• [Exercise description]: Your result should be every line of the records below that contains the word "each".

•••••

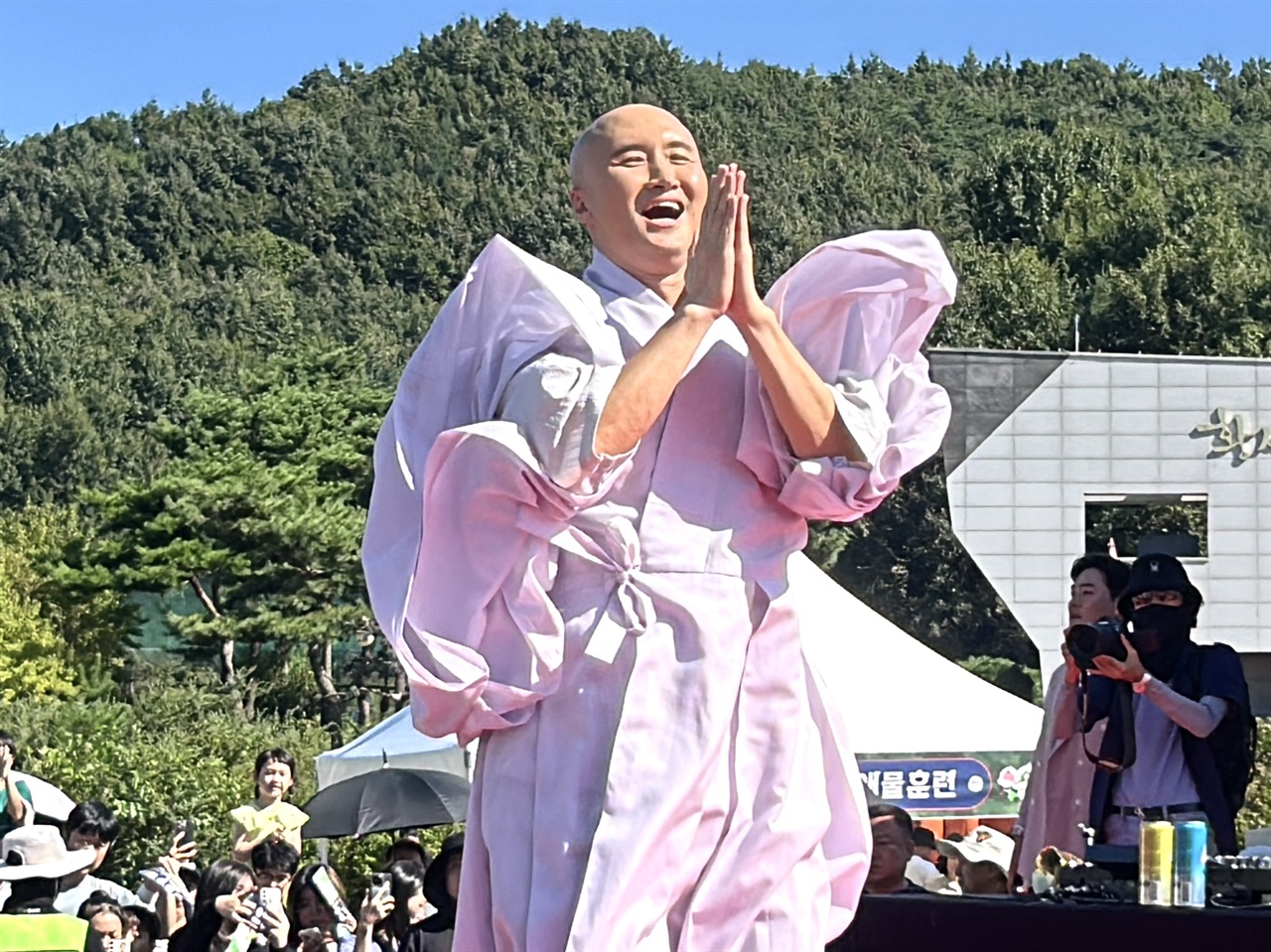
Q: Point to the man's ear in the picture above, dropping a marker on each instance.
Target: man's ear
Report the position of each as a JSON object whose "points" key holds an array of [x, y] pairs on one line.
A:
{"points": [[580, 204]]}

•••••

• [Answer below]:
Q: Point to the man's ear in the picture above, dropping a marker on each instance.
Report the position of each as a JSON object whose "points" key holds an array of [x, y] pairs on one line.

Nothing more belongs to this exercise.